───── Page extract ─────

# Is Adobe serious? [little Rant]



## FitzOblong (Nov 30, 2022)

I thought I give Photoshop a try, using the 7-day Test Abo. I just rage-quitted that. How is it that Adobe is market leader with broken software? To be more precise, I only attempted to draw two pictures with that, with the first one, that was an imported .tiff I started in Krita, Photoshop froze but in a very weird way, where the UI was still kind of responding, but the picture was completely frozen. I gave it up and continued in Krita.

Now I started a new picture, and PS is constantly slowing down, freezing shortly, and generally not keeping up at all with my pencil. Pressure sensitivity also seemed not work right now. Every time one of these slowdowns happen, I see a spike in GPU usage. I have an RTX3070, this where only two layers, in 2D, why is Photoshop even bothering with GPU rendering? Is a Ryzen 7 5000 series not enough for a little 2D stuff? How is it that neither Gimp nor Krita struggle with that? I don't get it. 

And it is not only Photoshop, at work we have to use Adobe Reader for pdf, on completely underpowered PCs. Wasn't it Adobe who invented the .pdf in the first place? How are they struggling making a decent running program for this?  Maybe they should spend the horrendous amount of money they pull out customers pockets to start cleaning up their programs-codes instead of adding features nobody really needs and removing features that have proven useful for many (referencing the removal of these calibrated colour palettes, not that I needed them, but still). 

Sigh, maybe it is in fact a me problem, but I really cannot be bothered paying about 12€ per month for a software, that is struggling running on my machine, even if it has amazing tools to work with. I am already fighting with myself when trying to be creative, I can't have it fighting with a drawing program, too. 

Sorry.


----------



## TrixieFox (Nov 30, 2022)

Hey... as a graphic designer theres a few things that happen here... 

1) since the 7 day thing is a demo it may be glitching
2) its your computer... some computers cant handle adobe
My computer I can only have 1 product open at a time or it DRAINS battery


----------



## FitzOblong (Nov 30, 2022)

Well, but that is really no excuse. 

1) releasing an inferior version as a demo would be pretty stupid...
2) That's exactly my problem. What kind of PC is Adobe expecting? What is that program doing with all the resources? It is still a gaming PC, even if not the best there is. I mean, I can understand when Blender struggles rendering my 3D Modell while also calculating physics, but with a about 4K sized two-layer picture with 3 colours, one of which is transparency? Krita doesn't care, it just works...

───── Listing ─────

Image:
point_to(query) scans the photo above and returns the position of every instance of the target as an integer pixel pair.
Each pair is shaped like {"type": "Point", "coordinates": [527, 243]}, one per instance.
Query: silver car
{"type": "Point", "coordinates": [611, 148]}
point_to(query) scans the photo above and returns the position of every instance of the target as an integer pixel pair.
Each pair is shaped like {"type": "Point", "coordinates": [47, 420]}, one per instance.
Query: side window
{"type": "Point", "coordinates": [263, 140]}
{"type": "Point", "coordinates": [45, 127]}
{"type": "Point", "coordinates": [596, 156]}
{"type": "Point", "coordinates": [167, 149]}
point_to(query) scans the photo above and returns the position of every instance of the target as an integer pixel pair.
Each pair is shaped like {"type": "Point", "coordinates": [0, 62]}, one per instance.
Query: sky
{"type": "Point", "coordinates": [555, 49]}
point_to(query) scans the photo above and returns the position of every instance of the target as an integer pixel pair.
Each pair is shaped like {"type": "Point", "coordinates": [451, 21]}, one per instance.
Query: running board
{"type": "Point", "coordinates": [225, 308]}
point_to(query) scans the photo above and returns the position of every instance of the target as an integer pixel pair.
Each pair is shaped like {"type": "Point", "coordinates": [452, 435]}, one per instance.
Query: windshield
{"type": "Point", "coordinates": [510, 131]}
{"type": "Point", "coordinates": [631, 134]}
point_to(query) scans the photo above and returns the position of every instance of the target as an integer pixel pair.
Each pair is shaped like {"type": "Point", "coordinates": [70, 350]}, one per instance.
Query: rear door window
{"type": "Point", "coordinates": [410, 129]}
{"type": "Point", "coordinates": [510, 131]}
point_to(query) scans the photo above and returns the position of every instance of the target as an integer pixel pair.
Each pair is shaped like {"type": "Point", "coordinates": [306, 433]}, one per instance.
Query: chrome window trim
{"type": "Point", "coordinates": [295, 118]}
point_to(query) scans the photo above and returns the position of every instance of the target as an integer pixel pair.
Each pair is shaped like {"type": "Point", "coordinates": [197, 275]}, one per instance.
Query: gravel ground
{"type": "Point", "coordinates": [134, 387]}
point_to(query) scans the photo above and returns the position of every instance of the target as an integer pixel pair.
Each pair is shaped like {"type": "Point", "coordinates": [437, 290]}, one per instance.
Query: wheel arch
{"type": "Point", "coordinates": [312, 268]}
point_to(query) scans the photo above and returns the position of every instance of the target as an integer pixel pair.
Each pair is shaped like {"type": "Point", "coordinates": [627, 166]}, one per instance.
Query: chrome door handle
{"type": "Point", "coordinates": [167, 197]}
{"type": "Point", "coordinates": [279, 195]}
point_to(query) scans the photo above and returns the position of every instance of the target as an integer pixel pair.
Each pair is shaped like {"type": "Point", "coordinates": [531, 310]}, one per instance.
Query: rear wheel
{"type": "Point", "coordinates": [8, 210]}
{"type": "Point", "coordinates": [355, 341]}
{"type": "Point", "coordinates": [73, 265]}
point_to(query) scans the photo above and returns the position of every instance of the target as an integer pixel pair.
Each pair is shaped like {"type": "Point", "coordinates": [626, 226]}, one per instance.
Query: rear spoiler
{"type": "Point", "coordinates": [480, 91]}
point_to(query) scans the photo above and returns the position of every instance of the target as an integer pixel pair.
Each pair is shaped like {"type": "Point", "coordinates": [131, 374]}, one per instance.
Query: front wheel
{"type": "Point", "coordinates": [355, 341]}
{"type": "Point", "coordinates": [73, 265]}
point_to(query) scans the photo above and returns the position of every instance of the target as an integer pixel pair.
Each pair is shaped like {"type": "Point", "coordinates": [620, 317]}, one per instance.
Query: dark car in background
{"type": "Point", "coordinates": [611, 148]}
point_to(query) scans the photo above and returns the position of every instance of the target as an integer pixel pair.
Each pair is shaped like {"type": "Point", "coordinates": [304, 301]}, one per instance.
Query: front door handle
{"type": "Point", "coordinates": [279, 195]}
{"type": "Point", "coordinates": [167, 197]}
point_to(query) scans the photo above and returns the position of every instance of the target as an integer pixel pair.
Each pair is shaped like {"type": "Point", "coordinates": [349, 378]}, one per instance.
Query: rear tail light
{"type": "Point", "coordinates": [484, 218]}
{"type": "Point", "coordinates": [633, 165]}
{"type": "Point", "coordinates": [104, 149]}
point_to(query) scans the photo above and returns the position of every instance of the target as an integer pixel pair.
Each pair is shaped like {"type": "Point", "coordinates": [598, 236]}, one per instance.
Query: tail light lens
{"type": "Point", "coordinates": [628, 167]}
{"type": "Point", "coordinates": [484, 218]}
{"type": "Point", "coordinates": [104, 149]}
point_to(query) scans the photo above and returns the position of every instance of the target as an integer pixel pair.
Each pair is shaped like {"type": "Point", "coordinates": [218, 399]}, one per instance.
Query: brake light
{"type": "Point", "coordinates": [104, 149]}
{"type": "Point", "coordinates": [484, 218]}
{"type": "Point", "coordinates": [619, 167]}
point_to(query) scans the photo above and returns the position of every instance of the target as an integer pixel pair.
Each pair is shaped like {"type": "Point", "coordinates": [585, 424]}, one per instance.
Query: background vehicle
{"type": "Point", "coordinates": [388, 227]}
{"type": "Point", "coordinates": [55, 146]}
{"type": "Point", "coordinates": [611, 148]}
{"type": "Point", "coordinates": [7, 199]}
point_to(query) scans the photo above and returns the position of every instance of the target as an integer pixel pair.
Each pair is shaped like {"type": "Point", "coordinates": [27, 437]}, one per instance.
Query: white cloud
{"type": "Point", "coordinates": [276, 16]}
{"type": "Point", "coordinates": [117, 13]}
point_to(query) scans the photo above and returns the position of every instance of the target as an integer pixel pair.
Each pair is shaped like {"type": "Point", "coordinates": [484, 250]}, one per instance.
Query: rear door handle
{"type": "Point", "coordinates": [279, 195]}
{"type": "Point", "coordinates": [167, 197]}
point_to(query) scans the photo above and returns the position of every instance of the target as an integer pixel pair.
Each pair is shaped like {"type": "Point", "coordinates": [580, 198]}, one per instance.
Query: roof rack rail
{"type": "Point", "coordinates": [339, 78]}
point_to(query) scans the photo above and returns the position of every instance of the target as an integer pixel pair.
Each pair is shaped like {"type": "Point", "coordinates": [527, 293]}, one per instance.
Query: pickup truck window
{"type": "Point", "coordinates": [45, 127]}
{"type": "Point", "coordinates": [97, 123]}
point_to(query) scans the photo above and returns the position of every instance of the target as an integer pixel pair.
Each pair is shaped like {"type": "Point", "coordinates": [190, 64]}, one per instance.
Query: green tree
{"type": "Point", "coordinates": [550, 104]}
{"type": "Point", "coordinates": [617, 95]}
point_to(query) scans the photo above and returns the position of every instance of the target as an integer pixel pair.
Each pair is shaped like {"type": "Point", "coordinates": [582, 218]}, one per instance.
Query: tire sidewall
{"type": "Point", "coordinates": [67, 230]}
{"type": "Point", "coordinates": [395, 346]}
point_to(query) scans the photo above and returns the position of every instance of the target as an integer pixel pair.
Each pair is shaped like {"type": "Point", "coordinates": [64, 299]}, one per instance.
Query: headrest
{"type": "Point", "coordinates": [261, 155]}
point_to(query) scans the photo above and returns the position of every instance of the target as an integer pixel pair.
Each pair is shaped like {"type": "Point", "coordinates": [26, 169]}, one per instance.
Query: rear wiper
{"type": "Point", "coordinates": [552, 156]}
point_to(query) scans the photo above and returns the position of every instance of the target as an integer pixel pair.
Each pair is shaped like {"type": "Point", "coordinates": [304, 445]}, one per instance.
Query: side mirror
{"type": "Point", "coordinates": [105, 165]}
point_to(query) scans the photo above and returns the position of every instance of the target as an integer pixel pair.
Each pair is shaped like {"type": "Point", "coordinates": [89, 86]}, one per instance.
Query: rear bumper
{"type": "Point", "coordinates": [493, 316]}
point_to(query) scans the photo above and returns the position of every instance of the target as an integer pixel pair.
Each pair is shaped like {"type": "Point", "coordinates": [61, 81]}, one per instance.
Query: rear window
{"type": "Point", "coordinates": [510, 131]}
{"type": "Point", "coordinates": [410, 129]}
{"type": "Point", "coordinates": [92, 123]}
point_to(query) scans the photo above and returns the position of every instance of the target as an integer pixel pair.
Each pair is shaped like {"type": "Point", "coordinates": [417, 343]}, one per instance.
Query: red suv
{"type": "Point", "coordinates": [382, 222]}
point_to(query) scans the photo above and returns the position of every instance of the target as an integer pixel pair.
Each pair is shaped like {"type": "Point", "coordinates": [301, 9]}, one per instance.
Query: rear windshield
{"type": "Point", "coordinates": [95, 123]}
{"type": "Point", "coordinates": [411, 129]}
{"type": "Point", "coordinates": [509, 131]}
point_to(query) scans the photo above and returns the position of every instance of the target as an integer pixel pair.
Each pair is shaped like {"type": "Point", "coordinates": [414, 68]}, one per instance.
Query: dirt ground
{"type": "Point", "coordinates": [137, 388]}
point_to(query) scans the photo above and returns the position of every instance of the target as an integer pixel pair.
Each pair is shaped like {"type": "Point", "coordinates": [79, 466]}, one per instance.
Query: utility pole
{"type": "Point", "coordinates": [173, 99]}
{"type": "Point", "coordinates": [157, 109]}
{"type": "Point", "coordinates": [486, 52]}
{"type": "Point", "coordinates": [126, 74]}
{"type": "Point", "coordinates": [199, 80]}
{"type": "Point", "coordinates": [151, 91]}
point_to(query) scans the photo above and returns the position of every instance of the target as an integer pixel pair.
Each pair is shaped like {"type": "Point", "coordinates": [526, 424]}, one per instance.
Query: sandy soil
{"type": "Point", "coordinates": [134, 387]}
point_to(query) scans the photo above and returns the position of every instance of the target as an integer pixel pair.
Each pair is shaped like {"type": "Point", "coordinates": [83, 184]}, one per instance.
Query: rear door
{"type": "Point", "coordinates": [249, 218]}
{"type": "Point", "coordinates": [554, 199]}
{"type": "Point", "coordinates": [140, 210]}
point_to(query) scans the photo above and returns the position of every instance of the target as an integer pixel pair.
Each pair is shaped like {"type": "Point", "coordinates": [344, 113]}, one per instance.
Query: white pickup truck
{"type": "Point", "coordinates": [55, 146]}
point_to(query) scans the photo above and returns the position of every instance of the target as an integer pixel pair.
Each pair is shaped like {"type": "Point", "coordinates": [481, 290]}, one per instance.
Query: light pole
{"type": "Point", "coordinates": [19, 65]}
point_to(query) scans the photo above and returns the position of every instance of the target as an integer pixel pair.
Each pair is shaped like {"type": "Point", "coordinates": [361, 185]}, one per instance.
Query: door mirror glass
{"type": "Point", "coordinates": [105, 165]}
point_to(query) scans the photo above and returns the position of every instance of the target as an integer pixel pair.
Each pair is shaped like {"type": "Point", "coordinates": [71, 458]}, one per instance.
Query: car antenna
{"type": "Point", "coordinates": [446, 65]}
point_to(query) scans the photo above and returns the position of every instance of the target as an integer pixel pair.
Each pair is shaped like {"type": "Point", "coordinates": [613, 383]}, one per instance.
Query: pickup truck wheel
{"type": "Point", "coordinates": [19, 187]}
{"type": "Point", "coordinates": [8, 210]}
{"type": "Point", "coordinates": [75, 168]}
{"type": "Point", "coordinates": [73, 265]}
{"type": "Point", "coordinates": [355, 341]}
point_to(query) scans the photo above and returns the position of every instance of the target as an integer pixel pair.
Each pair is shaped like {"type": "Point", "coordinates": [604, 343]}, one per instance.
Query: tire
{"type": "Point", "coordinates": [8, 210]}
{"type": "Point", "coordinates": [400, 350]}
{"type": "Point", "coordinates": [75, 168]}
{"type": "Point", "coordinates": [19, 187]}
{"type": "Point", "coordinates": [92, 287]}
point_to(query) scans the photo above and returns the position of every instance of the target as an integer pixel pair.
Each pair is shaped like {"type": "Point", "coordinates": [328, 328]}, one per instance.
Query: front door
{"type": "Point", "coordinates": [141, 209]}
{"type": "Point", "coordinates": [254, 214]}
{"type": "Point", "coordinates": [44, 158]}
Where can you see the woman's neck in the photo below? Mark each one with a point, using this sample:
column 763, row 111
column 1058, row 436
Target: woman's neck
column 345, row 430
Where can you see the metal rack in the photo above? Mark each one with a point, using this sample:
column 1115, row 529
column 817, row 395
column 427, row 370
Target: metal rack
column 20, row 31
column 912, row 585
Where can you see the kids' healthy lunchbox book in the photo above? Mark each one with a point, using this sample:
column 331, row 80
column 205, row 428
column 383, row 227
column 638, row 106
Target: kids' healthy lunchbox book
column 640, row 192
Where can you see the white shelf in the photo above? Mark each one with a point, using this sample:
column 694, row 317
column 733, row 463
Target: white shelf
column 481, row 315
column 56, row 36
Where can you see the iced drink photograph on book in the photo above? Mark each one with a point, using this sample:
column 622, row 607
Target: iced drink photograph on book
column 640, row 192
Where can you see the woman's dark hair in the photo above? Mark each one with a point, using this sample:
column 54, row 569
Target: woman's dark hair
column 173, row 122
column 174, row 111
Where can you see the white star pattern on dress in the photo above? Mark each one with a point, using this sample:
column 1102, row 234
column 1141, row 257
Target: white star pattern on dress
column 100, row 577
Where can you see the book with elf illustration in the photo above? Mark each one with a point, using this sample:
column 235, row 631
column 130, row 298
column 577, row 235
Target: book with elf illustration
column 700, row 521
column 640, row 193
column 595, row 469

─────

▶ _What to work on_
Continue the forum thread about Photoshop's performance from the point where it stops.

▶ _Output for this task_
----------



## ben909 (Nov 30, 2022)

image processing takes a lot of computing power,

does you computer have a graphics card, older program versons may of done their processing on the cpu itself mainly, but might use a gpu now, if you had an ok cpu but no gpu it can cause issues, like it does with my fairly high end(mid high) computer with a great processor and ram but an extremely basic gpu

in other things, what are your power settings, are you using most of your ram(often cheepest solution), if you have a hard disk and not an ssd, is it above 80% filled, and has your computer defragmented it(effects things if you are short on ram due to pageing)


----------



## FitzOblong (Nov 30, 2022)

Spoiler: My PC



AMD Ryzen 7 5800X3D
32GB DDR4 RAM (2x8GB@ 3200+2x8GB@3333, currently running @2666 because XMP got somehow disabled again)
Aorus Master RTX 3070
Aorus M.2 SSD (PCI) 512GB (~90 GB free)

Pictures are stored on an HDD-Based NAS, now freshly upgraded to 2,5 Gbit Networkspeed. (4 HDD running in Raid 10, theoretical SSD cached, but I never found out if I actually got it working)



I wouldn't mind waiting on actual processing, but all I tried to do is draw a black line on a layer, with maybe a bit of stabilisation.


----------



## ben909 (Nov 30, 2022)

yea no idea why it's going slow then


----------



## Inferndragon (Nov 30, 2022)

Photoshop tends to get some latency with how the process things.
It's got worse over the years.

It's the reason i use Sai for actual artwork and then photoshop just to resize things.


----------



## Deleted member 162282 (Nov 30, 2022)

Photoshop is almost 100% dependent on a single CPU core, the GPU does almost nothing, the resolution and the brush you use make a massive difference, additionally if you're working with lots of layers you're gonna want north of 32GB of ram.

Try using a different brush, if you're using a 3rd party brush try one of the default ones, or one of the official Kyle ones: https://www.adobe.com/au/products/photoshop/brushes.html if you're drawing on resolutions above UHD try 1280x720 and see if the performance improves, unfortunately there could be dozens of reasons, and we'll only be able to guess.

Also while you work, try and monitor your computers resources, perhaps something in the background is hogging your CPU, SSD or RAM, that's all the advice I can give


----------



## TyraWadman (Nov 30, 2022)

I used the trial with no issues.  Didn't keep it though because I'd rather stick with Sai 2. Simpler and doesn't require all these extra downloads.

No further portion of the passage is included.